EXERCISE DETAILS —
Switch "thickest part" to "widest part" in every one of the items below and write out all their lines again with nothing else changed. Leave out the pictures.
-- Begin --
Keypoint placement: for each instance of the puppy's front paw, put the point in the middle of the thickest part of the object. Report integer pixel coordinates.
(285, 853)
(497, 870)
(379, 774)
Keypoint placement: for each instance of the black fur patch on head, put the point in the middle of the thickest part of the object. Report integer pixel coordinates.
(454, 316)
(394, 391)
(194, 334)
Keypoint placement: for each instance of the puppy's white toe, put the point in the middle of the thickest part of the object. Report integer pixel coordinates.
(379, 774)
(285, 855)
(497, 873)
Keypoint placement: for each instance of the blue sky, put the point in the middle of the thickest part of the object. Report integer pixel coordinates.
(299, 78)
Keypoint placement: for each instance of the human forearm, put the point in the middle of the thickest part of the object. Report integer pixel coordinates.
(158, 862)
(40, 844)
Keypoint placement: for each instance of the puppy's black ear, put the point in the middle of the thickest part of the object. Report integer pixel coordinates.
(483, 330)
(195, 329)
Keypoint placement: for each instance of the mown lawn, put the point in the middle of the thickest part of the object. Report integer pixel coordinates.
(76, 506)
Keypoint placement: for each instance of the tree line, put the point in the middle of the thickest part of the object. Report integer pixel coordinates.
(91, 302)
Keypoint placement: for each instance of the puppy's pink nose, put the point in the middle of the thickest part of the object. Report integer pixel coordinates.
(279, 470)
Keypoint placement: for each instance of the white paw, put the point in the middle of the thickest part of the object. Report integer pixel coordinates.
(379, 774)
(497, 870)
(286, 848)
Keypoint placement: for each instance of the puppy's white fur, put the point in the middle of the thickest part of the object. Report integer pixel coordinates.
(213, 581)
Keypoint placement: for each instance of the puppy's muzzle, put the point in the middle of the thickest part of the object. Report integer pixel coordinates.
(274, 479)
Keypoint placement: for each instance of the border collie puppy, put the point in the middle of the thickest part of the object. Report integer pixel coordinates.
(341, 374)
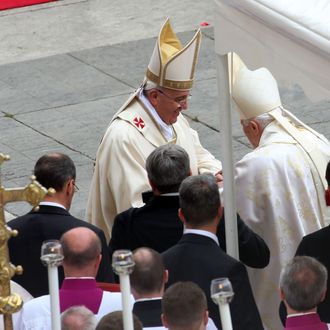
-- End --
SOLUTION —
Keypoint placement: for each instance of the puppy's front paw, put the point in the middle of the widest part of the object. Report integer pixel coordinates.
(285, 853)
(497, 870)
(379, 774)
Keypoint placement: for each instance of the black fur patch on head, put the point in the middle of the widest part of the object. Report integer pixel coordinates.
(454, 316)
(394, 391)
(194, 334)
Keypoint placement: for each instance of the puppy's white toe, put the point in the middle of the widest part of the object. Report integer pixel coordinates.
(379, 774)
(285, 855)
(497, 873)
Keypoint placement: for each instance of the blue sky, put the point in the middle of the widest part of the object. Report integer pixel coordinates.
(299, 78)
Keypoint placement: for each instance of the human forearm, put the point in the middle of the widest part of the object. Report integer pixel coordinates.
(158, 862)
(40, 844)
Keypoint placement: for each instance of the puppy's black ear, put the point in the middle of the widest part of the object. Report integer pixel coordinates.
(483, 330)
(195, 329)
Keypoint placement: for each instance of the mown lawn, put the point in the middle of the widest part of the object. Report integer pixel coordinates.
(76, 506)
Keypoint placement: for each instance of the tree line, put the point in the middle of the widest part of the object. Report integer pixel coordinates.
(91, 302)
Keypoint placement: for each instance of the puppy's pink nose, put the point in the middle of the widest part of the object. Report integer pixel coordinates.
(279, 470)
Keypoint placement: for each instance of the white paw, put the point in the middle of the widest part of the object. Report integer pixel coordinates.
(379, 774)
(497, 870)
(286, 848)
Keypoint placement: for each instance of the puppy's white fur, put the point in the middle of the widest part of the object. Report integer pixel coordinates.
(213, 581)
Keypoint placement: for each instance of the puppy's muzzle, put the point in the middle of the widest part of the object. Report integer pixel coordinates.
(274, 479)
Keypoint placement: for each instance of the border collie puppy, put the point in the middle of the widest part of the object. Report integer pixel coordinates.
(341, 374)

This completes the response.